PASSAGE FOR REVIEW Block Start

The hand of man shows through once again in a major weather catastrophe.

 by Larry Powell
The Green Wattle Creek bushfire moves toward the Southern Highlands township of 
Yanderra, Australia as police evacuate. Dec. 2019.
Photo by Helitak 430.

A new study finds, manmade climate change did, indeed, worsen the bushfires which ravaged much of southeastern Australia late last year and early this year. An international team of seventeen scientists has just concluded, the probability of conditions developing like the ones which kindled the catastrophic blazes “has increased by at least 30% since 1900 as a result of anthropogenic climate change.” 
And that figure could be much higher considering that extreme heat, one of the main factors behind this increase, is underestimated in the models used. The heating of the planet, largely due to human extraction and burning of fossil fuels, has, for some time been shown to be the main factor behind the development of storms that are more intense and frequent than before.

Looking to the future, the study predicts, if the temperature rises 2 ºC over 1900 levels, the kind of fire risk which existed during the recent bushfires "will be at least four times more likely."

PASSAGE FOR REVIEW Block End
RECORDS Block Start

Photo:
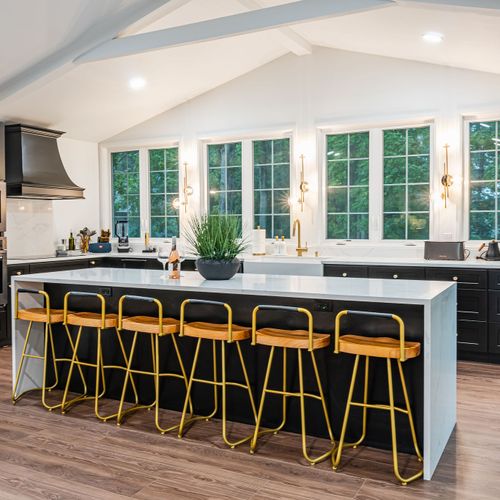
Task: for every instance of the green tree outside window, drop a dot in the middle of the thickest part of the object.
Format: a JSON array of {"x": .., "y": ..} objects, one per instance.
[
  {"x": 126, "y": 191},
  {"x": 484, "y": 188},
  {"x": 406, "y": 183},
  {"x": 163, "y": 190},
  {"x": 347, "y": 159},
  {"x": 271, "y": 173}
]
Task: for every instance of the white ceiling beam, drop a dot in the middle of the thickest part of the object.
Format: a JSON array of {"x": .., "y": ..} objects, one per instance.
[
  {"x": 286, "y": 36},
  {"x": 238, "y": 24},
  {"x": 60, "y": 61},
  {"x": 477, "y": 5},
  {"x": 156, "y": 14}
]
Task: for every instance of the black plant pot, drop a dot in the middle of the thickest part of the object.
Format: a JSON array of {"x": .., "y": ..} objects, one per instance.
[{"x": 217, "y": 269}]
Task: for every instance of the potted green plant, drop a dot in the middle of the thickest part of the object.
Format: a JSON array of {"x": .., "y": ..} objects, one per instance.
[{"x": 217, "y": 243}]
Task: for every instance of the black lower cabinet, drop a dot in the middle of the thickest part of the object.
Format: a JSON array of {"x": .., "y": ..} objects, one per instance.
[
  {"x": 4, "y": 327},
  {"x": 494, "y": 338},
  {"x": 472, "y": 336}
]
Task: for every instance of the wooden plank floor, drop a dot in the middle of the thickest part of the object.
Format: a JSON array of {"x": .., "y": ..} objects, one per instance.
[{"x": 49, "y": 455}]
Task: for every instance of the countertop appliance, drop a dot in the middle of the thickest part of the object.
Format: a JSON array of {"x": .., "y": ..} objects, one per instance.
[
  {"x": 492, "y": 253},
  {"x": 121, "y": 231}
]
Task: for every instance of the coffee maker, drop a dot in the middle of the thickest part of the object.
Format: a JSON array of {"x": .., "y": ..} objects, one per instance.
[{"x": 121, "y": 231}]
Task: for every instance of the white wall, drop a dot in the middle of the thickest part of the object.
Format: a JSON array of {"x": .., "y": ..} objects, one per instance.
[
  {"x": 35, "y": 226},
  {"x": 330, "y": 88}
]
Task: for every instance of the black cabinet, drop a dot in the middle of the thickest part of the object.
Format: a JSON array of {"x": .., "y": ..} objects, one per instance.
[
  {"x": 464, "y": 278},
  {"x": 472, "y": 336},
  {"x": 4, "y": 326},
  {"x": 341, "y": 271},
  {"x": 402, "y": 273},
  {"x": 472, "y": 305}
]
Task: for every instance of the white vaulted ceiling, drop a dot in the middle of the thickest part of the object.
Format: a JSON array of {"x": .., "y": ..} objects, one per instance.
[{"x": 39, "y": 40}]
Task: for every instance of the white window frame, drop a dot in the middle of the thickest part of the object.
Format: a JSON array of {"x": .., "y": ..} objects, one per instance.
[
  {"x": 376, "y": 178},
  {"x": 466, "y": 121},
  {"x": 247, "y": 185},
  {"x": 144, "y": 184}
]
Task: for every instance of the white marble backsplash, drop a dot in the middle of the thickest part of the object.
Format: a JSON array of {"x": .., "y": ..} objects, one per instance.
[{"x": 30, "y": 228}]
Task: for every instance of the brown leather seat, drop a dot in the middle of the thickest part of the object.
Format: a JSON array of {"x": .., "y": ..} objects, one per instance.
[
  {"x": 92, "y": 319},
  {"x": 296, "y": 339},
  {"x": 39, "y": 315},
  {"x": 378, "y": 347},
  {"x": 150, "y": 324},
  {"x": 215, "y": 331}
]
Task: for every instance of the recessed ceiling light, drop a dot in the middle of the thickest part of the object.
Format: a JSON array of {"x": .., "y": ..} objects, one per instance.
[
  {"x": 433, "y": 37},
  {"x": 137, "y": 83}
]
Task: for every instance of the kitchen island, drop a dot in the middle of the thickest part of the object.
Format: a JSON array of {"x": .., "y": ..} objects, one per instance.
[{"x": 427, "y": 307}]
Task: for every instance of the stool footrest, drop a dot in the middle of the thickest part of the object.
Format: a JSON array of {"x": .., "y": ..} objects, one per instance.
[
  {"x": 219, "y": 384},
  {"x": 293, "y": 394},
  {"x": 378, "y": 407}
]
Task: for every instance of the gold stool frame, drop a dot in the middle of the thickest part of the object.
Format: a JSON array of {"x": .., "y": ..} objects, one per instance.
[
  {"x": 98, "y": 365},
  {"x": 155, "y": 354},
  {"x": 48, "y": 338},
  {"x": 215, "y": 383},
  {"x": 285, "y": 393},
  {"x": 391, "y": 408}
]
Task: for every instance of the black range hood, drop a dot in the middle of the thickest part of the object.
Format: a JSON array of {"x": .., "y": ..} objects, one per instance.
[{"x": 34, "y": 169}]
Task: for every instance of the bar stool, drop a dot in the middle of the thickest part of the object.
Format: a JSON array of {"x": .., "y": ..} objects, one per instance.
[
  {"x": 379, "y": 347},
  {"x": 227, "y": 333},
  {"x": 100, "y": 321},
  {"x": 155, "y": 327},
  {"x": 298, "y": 340},
  {"x": 48, "y": 317}
]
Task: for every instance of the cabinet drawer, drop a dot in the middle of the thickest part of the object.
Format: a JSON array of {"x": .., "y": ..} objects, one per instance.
[
  {"x": 402, "y": 273},
  {"x": 345, "y": 271},
  {"x": 465, "y": 278},
  {"x": 494, "y": 338},
  {"x": 494, "y": 306},
  {"x": 472, "y": 305},
  {"x": 494, "y": 279},
  {"x": 472, "y": 336}
]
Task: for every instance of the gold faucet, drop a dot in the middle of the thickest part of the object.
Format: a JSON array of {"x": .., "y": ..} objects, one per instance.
[{"x": 300, "y": 249}]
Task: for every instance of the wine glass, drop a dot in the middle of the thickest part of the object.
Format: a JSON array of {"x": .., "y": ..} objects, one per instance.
[{"x": 163, "y": 254}]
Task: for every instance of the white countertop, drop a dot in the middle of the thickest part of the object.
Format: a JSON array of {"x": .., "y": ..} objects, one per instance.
[
  {"x": 313, "y": 287},
  {"x": 471, "y": 262},
  {"x": 87, "y": 256}
]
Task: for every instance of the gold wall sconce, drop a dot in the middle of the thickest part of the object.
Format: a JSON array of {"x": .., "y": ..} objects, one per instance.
[
  {"x": 446, "y": 179},
  {"x": 187, "y": 191},
  {"x": 303, "y": 186}
]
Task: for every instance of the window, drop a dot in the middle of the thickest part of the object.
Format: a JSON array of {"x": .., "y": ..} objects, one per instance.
[
  {"x": 126, "y": 190},
  {"x": 271, "y": 182},
  {"x": 484, "y": 186},
  {"x": 164, "y": 190},
  {"x": 406, "y": 183},
  {"x": 347, "y": 158},
  {"x": 224, "y": 179}
]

RECORDS Block End

EXERCISE SET:
**a)** Please list every place name in the photo caption of the bushfire article.
**b)** Carry the bushfire article further, picking up right after its final sentence.

ANSWERS TO THE TASKS:
**a)** Green Wattle Creek, Southern Highlands, Yanderra, Australia

**b)**
Last year was both the hottest and driest in Australia since records began around 1900. Not only were the fires more frequent and intense, they started earlier than usual. They claimed the lives of more than a billion wild animals, thousands of livestock and 34 humans. Almost six thousand buildings were destroyed. And the smoke - which produced air quality hazards some 20 times beyond what were considered levels safe for humans - lingered for months over much of the country.

To quote from the report, "It is well-established that wildfire smoke exposure is associated with respiratory morbidity. Additionally, fine particulate matter in smoke may act as a triggering factor for acute coronary events (such as heart attack-related deaths) as found for previous fires in southeast Australia. Increased bushfire-related risks in a warming climate have significant implications for the health sector."

The research was done by the scientific group, “World Weather Attribution” (WWA). It's a relatively new, international effort to analyze and communicate the possible influences of climate change on extreme weather events.